* Start *
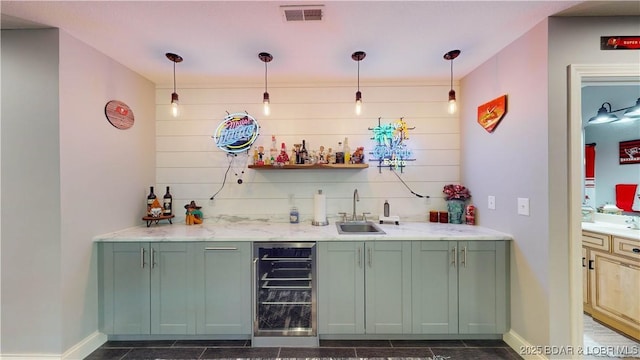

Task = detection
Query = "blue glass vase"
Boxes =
[447,199,464,224]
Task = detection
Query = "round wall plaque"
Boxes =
[104,100,134,130]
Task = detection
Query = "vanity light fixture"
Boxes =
[587,98,640,125]
[258,52,273,116]
[165,53,182,117]
[444,50,460,114]
[351,51,367,115]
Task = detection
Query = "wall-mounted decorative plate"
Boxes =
[478,95,507,133]
[104,100,134,130]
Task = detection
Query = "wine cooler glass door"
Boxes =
[254,243,316,336]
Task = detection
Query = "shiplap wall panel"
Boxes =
[156,82,460,221]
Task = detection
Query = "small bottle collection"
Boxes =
[253,135,364,166]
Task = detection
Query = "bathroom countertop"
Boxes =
[94,217,512,242]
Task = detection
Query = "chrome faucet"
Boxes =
[624,216,640,229]
[351,189,360,221]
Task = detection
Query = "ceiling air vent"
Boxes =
[280,5,324,22]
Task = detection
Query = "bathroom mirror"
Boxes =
[582,83,640,216]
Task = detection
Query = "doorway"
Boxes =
[567,64,640,346]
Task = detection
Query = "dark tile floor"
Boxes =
[85,340,522,360]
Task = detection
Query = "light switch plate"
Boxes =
[487,195,496,210]
[518,198,529,216]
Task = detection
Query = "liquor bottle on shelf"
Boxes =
[147,186,156,215]
[300,140,309,164]
[342,138,351,164]
[162,186,173,216]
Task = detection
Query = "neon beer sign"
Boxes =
[369,118,415,172]
[213,113,260,153]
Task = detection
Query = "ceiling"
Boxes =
[0,0,640,85]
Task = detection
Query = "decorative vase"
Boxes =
[447,199,464,224]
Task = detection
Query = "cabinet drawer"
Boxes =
[612,236,640,261]
[582,231,610,251]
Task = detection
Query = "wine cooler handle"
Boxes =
[251,257,258,333]
[451,246,458,267]
[460,246,467,267]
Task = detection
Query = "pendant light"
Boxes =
[165,53,182,117]
[351,51,367,115]
[444,50,460,114]
[589,102,618,125]
[622,98,640,120]
[587,98,640,125]
[258,52,273,116]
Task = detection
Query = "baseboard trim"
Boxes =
[61,331,107,360]
[502,329,547,360]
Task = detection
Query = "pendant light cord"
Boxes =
[173,61,176,93]
[264,61,267,92]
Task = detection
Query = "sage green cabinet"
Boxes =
[195,242,251,335]
[412,241,509,334]
[99,242,195,335]
[318,241,411,334]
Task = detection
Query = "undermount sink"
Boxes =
[336,221,386,234]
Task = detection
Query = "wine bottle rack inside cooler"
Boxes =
[254,242,316,337]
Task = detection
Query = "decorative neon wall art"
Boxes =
[213,113,260,154]
[369,118,416,172]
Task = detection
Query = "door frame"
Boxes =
[567,64,640,346]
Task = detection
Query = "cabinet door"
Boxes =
[149,242,195,335]
[317,241,364,334]
[196,242,251,335]
[582,246,591,314]
[411,241,458,334]
[365,241,411,334]
[590,251,640,339]
[458,241,508,334]
[99,243,150,335]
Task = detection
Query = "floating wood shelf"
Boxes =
[249,164,369,170]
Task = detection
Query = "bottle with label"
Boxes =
[147,186,156,215]
[300,140,309,164]
[162,186,173,216]
[342,138,351,164]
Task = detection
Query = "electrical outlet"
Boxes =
[518,198,529,216]
[487,195,496,210]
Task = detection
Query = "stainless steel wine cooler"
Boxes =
[252,242,318,347]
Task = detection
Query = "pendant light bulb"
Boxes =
[448,89,458,114]
[351,51,367,115]
[356,91,362,115]
[165,53,182,117]
[262,92,271,116]
[444,50,460,114]
[171,93,180,117]
[258,52,273,116]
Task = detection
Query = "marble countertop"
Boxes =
[94,217,512,242]
[582,221,640,241]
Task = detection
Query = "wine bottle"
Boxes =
[147,186,156,215]
[342,138,351,164]
[162,186,173,216]
[300,140,309,164]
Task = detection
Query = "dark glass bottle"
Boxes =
[162,186,173,216]
[300,140,309,164]
[147,186,156,215]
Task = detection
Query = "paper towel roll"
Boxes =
[313,190,327,223]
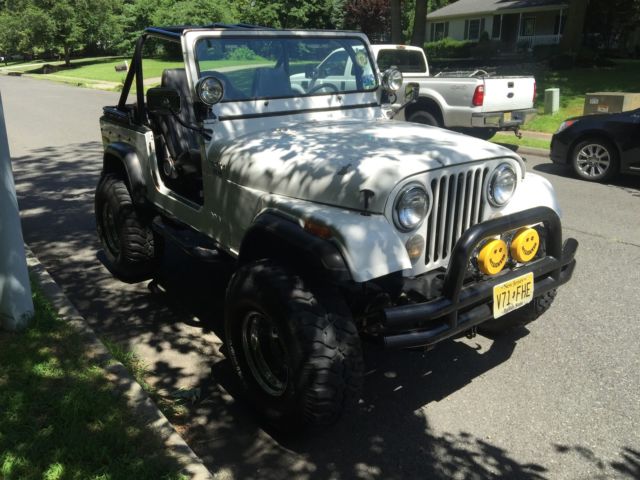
* End *
GOAL.
Please lay out every line of the records above as a Markdown table with the columns "Row" and "Line", numbering the rows in order and skipping blank lines. Leave the pictures out.

ANSWER TO THIS TASK.
| Row | Line |
|---|---|
| 1 | Task = detection |
| 2 | Query = "blue glass vase" |
| 3 | Boxes = |
| 4 | [447,199,464,224] |
| 5 | Task = detection |
| 6 | Query = "round wall plaque" |
| 7 | Boxes = |
| 8 | [104,100,134,130] |
| 9 | Task = detection |
| 10 | Query = "vanity light fixture" |
| 11 | Boxes = |
| 12 | [587,98,640,125] |
| 13 | [258,52,273,116] |
| 14 | [165,53,182,117] |
| 15 | [444,50,460,114] |
| 16 | [351,51,367,115] |
| 17 | Task = detection |
| 18 | Query = "wall-mounted decorative plate" |
| 19 | Boxes = |
| 20 | [478,95,507,133] |
| 21 | [104,100,134,130] |
| 22 | Task = detection |
| 23 | Query = "wine cooler glass door" |
| 24 | Boxes = |
| 25 | [254,243,316,336] |
| 26 | Task = detection |
| 27 | Query = "shiplap wall panel" |
| 28 | Boxes = |
| 29 | [156,82,460,221] |
| 30 | Task = detection |
| 31 | Query = "small bottle collection" |
| 32 | Boxes = |
| 33 | [253,135,364,166] |
| 34 | Task = detection |
| 35 | Query = "bathroom countertop" |
| 36 | Boxes = |
| 37 | [94,217,512,242] |
| 38 | Task = detection |
| 39 | Query = "chrome faucet" |
| 40 | Boxes = |
| 41 | [624,216,640,229] |
| 42 | [351,189,360,221] |
| 43 | Task = detection |
| 44 | Query = "ceiling air vent" |
| 45 | Boxes = |
| 46 | [280,5,324,22] |
| 47 | Task = detection |
| 48 | Query = "bathroom mirror" |
| 49 | Boxes = |
| 50 | [582,83,640,216] |
| 51 | Task = detection |
| 52 | Query = "doorway" |
| 53 | Boxes = |
| 54 | [567,64,640,346] |
| 55 | Task = detection |
| 56 | Query = "dark tile floor" |
| 57 | Boxes = |
| 58 | [85,340,522,360] |
| 59 | Task = detection |
| 60 | Query = "light switch plate" |
| 61 | Boxes = |
| 62 | [487,195,496,210] |
| 63 | [518,198,529,216] |
| 64 | Task = detection |
| 65 | Query = "liquor bottle on shelf" |
| 66 | Boxes = |
| 67 | [147,186,156,215] |
| 68 | [300,140,309,164] |
| 69 | [342,138,351,164] |
| 70 | [162,186,173,216] |
| 71 | Task = detection |
| 72 | Query = "neon beer sign" |
| 73 | Boxes = |
| 74 | [369,118,415,172] |
| 75 | [213,113,260,153] |
| 76 | Task = detection |
| 77 | Query = "ceiling" |
| 78 | Boxes = |
| 79 | [0,0,640,85] |
| 80 | Task = detection |
| 81 | Query = "decorative vase" |
| 82 | Boxes = |
| 83 | [447,199,464,224] |
| 84 | Task = detection |
| 85 | Query = "cabinet drawer" |
| 86 | Boxes = |
| 87 | [612,236,640,261] |
| 88 | [582,231,610,251] |
| 89 | Task = detection |
| 90 | Query = "wine cooler handle" |
| 91 | Boxes = |
| 92 | [251,257,258,333] |
| 93 | [451,246,458,267] |
| 94 | [460,246,467,267] |
| 95 | Task = detection |
| 96 | Query = "pendant light" |
| 97 | Boxes = |
| 98 | [165,53,182,117] |
| 99 | [351,51,367,115] |
| 100 | [444,50,460,114] |
| 101 | [589,102,618,125] |
| 102 | [622,98,640,120] |
| 103 | [587,98,640,125] |
| 104 | [258,52,273,116] |
| 105 | Task = detection |
| 106 | Query = "baseboard trim" |
| 107 | Boxes = |
| 108 | [61,331,107,360] |
| 109 | [502,329,547,360] |
| 110 | Task = detection |
| 111 | Query = "pendant light cord" |
| 112 | Boxes = |
| 113 | [173,61,176,93] |
| 114 | [264,61,267,92] |
| 115 | Task = detection |
| 116 | Query = "sage green cabinet" |
| 117 | Boxes = |
| 118 | [195,242,251,335] |
| 119 | [412,241,509,334] |
| 120 | [99,242,195,335] |
| 121 | [318,241,411,334] |
| 122 | Task = detection |
| 123 | Query = "undermount sink" |
| 124 | Boxes = |
| 125 | [336,221,386,234] |
| 126 | Task = detection |
| 127 | Query = "wine bottle rack inside cooler" |
| 128 | Boxes = |
| 129 | [254,242,316,337] |
| 130 | Task = detection |
| 131 | Query = "decorative neon wall art" |
| 132 | Boxes = |
| 133 | [213,113,260,154] |
| 134 | [369,118,416,172] |
| 135 | Task = detection |
| 136 | Query = "door frame" |
| 137 | Boxes = |
| 138 | [567,64,640,346] |
| 139 | Task = detection |
| 140 | Query = "cabinet door" |
| 141 | Boxes = |
| 142 | [149,242,195,335] |
| 143 | [317,241,364,334] |
| 144 | [196,242,251,335] |
| 145 | [582,246,591,314] |
| 146 | [411,241,458,334] |
| 147 | [365,241,411,334] |
| 148 | [590,251,640,339] |
| 149 | [458,241,508,334] |
| 150 | [99,243,150,335] |
| 151 | Task = detection |
| 152 | Query = "floating wood shelf" |
| 153 | Boxes = |
| 154 | [249,164,369,170] |
| 155 | Task = detection |
| 156 | Query = "bottle with label" |
| 157 | Boxes = |
| 158 | [147,186,156,215] |
| 159 | [300,140,309,164] |
| 160 | [162,186,173,216] |
| 161 | [342,138,351,164] |
| 162 | Task = detection |
| 163 | Query = "electrical outlet" |
| 164 | Boxes = |
| 165 | [518,198,529,216] |
| 166 | [487,195,496,210] |
| 167 | Task = detection |
| 168 | Query = "stainless steel wine cooler" |
| 169 | Boxes = |
| 170 | [252,242,318,347] |
| 171 | Task = detection |
| 172 | Query = "pendant light bulb" |
| 173 | Boxes = |
| 174 | [448,89,458,114] |
| 175 | [351,51,367,115] |
| 176 | [356,91,362,115] |
| 177 | [165,53,182,117] |
| 178 | [262,92,271,116] |
| 179 | [444,50,460,114] |
| 180 | [171,93,180,117] |
| 181 | [258,52,273,116] |
| 182 | Task = detection |
| 183 | Query = "marble countertop" |
| 184 | Boxes = |
| 185 | [94,217,512,242] |
| 186 | [582,221,640,241] |
| 187 | Task = detection |
| 188 | Query = "wine bottle" |
| 189 | Boxes = |
| 190 | [147,186,156,215] |
| 191 | [342,138,351,164] |
| 192 | [162,186,173,216] |
| 193 | [300,140,309,164] |
| 194 | Task = detection |
| 195 | Query = "dark glass bottle" |
| 196 | Boxes = |
| 197 | [162,186,173,216] |
| 198 | [300,140,309,164] |
| 199 | [147,186,156,215] |
| 200 | Task = detection |
| 201 | Query = "paper towel roll" |
| 202 | Boxes = |
| 203 | [313,190,327,223] |